··· RAW RECORDS ···
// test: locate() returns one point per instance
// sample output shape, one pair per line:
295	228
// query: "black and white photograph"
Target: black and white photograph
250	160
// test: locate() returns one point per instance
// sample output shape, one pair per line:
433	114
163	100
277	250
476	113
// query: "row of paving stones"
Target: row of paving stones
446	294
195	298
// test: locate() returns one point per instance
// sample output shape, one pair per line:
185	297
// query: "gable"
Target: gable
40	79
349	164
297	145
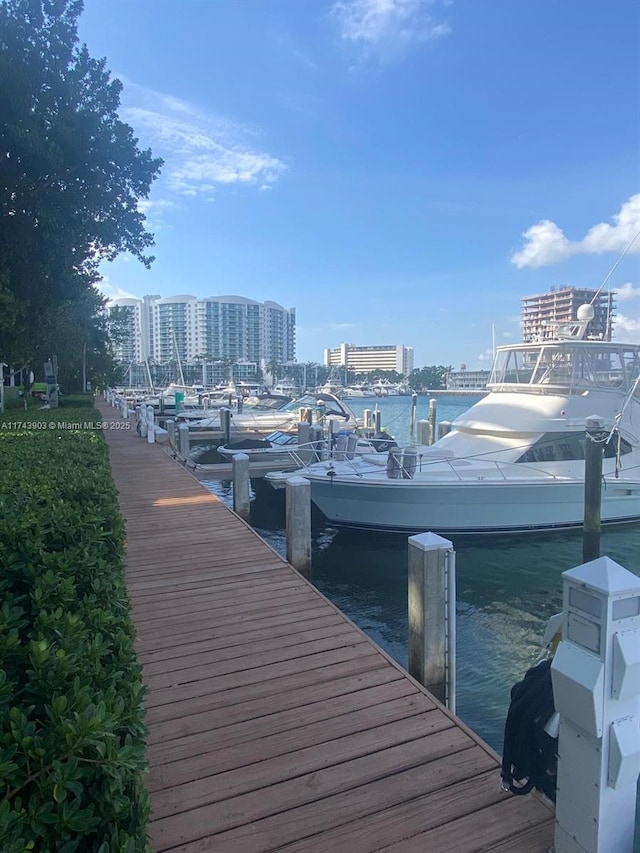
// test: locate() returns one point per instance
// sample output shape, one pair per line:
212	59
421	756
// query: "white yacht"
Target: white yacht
515	460
278	413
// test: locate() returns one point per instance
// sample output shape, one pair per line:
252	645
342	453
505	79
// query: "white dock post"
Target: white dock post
241	485
298	529
432	609
304	448
225	424
444	428
183	440
596	687
142	414
432	420
151	433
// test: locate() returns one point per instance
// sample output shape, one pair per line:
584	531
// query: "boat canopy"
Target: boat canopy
567	366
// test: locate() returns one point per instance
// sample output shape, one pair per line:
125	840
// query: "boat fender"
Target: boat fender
529	755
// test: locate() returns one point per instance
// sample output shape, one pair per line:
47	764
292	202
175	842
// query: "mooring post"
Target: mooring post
444	427
593	455
304	448
151	432
432	420
414	407
432	620
596	689
423	432
298	525
241	485
225	424
183	440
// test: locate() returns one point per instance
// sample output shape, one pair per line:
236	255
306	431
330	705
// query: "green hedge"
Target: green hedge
71	697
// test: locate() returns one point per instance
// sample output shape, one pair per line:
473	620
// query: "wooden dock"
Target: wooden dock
274	722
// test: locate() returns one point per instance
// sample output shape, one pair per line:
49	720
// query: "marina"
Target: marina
275	723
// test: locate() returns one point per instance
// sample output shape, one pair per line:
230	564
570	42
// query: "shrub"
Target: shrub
71	697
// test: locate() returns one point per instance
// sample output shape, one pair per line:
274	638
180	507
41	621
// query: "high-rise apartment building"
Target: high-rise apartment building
560	305
368	359
218	328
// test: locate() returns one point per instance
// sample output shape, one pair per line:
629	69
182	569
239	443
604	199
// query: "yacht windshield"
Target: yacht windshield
572	366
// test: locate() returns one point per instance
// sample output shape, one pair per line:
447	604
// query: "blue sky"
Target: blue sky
399	171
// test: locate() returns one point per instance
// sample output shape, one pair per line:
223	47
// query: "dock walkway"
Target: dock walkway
274	722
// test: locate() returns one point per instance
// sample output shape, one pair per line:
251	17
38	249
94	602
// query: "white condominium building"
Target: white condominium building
368	359
218	328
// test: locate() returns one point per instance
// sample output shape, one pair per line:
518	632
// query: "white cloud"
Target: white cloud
547	244
111	291
201	151
154	212
626	329
627	292
386	27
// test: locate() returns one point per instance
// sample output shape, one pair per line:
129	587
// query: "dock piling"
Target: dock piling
593	455
298	524
444	427
225	424
432	626
241	485
433	403
151	433
183	440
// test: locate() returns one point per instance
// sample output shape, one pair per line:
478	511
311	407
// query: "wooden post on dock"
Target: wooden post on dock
412	420
151	433
241	485
304	448
141	414
593	455
225	424
183	440
432	627
298	524
444	427
432	420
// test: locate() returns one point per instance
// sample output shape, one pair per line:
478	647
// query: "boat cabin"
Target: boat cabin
566	366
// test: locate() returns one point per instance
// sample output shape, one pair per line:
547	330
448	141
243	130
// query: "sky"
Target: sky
398	171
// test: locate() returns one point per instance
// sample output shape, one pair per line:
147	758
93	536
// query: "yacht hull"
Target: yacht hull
469	508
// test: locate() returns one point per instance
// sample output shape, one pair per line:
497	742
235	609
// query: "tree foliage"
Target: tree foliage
71	172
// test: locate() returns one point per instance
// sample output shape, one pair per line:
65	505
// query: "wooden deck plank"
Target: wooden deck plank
289	745
307	821
211	811
275	723
222	732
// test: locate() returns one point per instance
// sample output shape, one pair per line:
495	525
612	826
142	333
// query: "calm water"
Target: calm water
507	586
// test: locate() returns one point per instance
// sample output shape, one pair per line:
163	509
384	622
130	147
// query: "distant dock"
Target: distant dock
275	724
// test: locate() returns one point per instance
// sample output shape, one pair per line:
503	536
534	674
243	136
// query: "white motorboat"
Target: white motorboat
278	447
262	418
515	460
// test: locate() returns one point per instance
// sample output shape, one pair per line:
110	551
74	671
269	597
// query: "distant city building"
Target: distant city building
369	359
467	380
560	305
218	328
···
## WHAT IS ASKED
Reproduce all of the data exactly, omitting each picture it holds.

## RESULT OF THIS EXERCISE
// test: locate() returns one point per instance
// sample output shape, one pair per line:
295	228
// query: "black and white photograph"
Target: black and white photograph
250	160
// test: locate() returns one point per instance
// sample output shape, one pair per line:
433	114
163	100
277	250
476	113
// query: "row of paving stones"
Target: row of paving stones
446	294
195	298
// test: locate() returns one point per instance
// sample output shape, one pair per line:
185	297
// query: "gable"
Target: gable
40	79
349	164
297	145
// test: locate() returns one point per instance
// sample output shape, one pair per line:
212	59
421	756
// query: "white yacht"
Target: white yacht
515	460
278	413
// test: locate() returns one point per instance
// sample output shape, one pair per line:
252	645
342	453
505	79
// query: "white dock post"
Target: white dock post
241	485
298	529
432	609
304	448
225	424
444	428
183	440
596	687
142	414
432	420
151	433
// test: locate() returns one point per instance
// sample output shape, one pair per line:
584	531
// query: "boat canopy"
Target: boat canopy
567	366
// test: locate() returns one point per instance
// sample output shape, one pair per line:
125	840
// query: "boat fender"
Target: boat fender
529	755
// test: locate() returns one point per instance
// sample output shape, one pair per line:
47	764
292	202
175	842
// query: "mooring post"
Target: mooring post
444	427
593	455
304	448
151	432
432	420
414	407
432	620
596	689
423	432
298	525
241	485
225	424
183	440
// test: locate() returns one point per instance
// sample output shape, one pair per line:
236	255
306	431
330	705
// query: "green hedge"
Target: green hedge
71	697
// test: locate() returns one point per instance
// sample output shape, one pair per line:
473	620
// query: "wooden dock"
Target: wooden dock
274	722
// test: locate() returns one point per instance
// sample output shape, one pair per line:
49	720
// query: "marina"
Target: marina
275	723
// test: locate() returns one point per instance
// sample output shape, one pair per line:
230	564
570	42
// query: "shrub"
Target: shrub
71	697
// test: locate() returns one point per instance
// sample output shape, one pair per line:
274	638
180	507
41	621
// query: "high-rise apartment building"
Target: high-rise apartment building
560	305
368	359
218	328
// test: locate() returns one point per instance
// sample output shape, one pair per line:
629	69
182	569
239	443
604	199
// query: "yacht windshield"
Target: yacht windshield
572	366
// test: locate() returns one point per instance
// sample output shape, one pair per line:
447	604
// query: "blue sky"
Target: blue sky
399	171
// test: locate() returns one point per instance
// sample output shape, one pair per line:
223	47
// query: "dock walkway"
Target: dock walkway
274	722
// test: locate() returns one point per instance
// sample output shape, one pair per line:
251	17
38	249
94	602
// query: "white condominium building"
Target: white condominium building
368	359
218	328
// test: locate() returns one point per instance
// sample output shape, one pair per line:
518	632
// query: "white cloud"
Target: white cloud
547	244
111	291
201	151
154	212
626	329
627	292
386	27
// test: locate() returns one point per instance
// sample output shape, one pair per line:
129	587
// query: "dock piling"
Target: dock piling
593	455
298	524
444	427
225	424
432	626
241	485
433	403
151	433
183	440
// test: locate() returns one point per instance
// sample output shape, one pair per line:
478	511
311	407
// query: "wooden post on dock"
Target: wooden post on dock
412	420
151	433
241	485
304	448
141	414
593	455
225	424
183	440
432	627
298	524
444	427
432	420
// test: locate() returns one point per instance
// sample output shape, one pair per line:
478	647
// query: "boat cabin"
Target: boat cabin
566	366
// test: locate() returns one point per instance
// sample output shape, one pair per line:
547	330
448	141
243	130
// query: "sky"
Target: sky
398	171
// test: locate() returns one point per instance
// sample output shape, one pair per line:
147	758
93	536
// query: "yacht hull"
Target: yacht hull
469	508
// test: locate() returns one point per instance
// sample output shape, one pair per line:
497	742
235	609
// query: "tree foliage"
Target: tree foliage
71	172
// test: locate() returns one point per instance
// sample output shape, one pair per line:
65	505
// query: "wooden deck plank"
Target: wooden deck plank
289	745
307	821
211	811
275	723
222	732
// test: locate() returns one point per instance
// sample output shape, one pair per line:
495	525
612	826
142	333
// query: "calm water"
Target: calm water
507	586
// test: locate() returns one point per instance
// sample output shape, one pair per line:
163	509
384	622
130	147
// query: "distant dock"
Target: distant dock
275	724
// test: locate() returns one point per instance
// sample output shape, one pair per line:
503	536
534	674
243	136
// query: "white motorboat"
Target: white motorboat
278	447
262	418
515	460
// test: locate() returns one point per instance
// sample output shape, one pair per line:
110	551
74	671
269	597
// query: "distant city building"
Target: distant city building
369	359
467	380
560	305
218	328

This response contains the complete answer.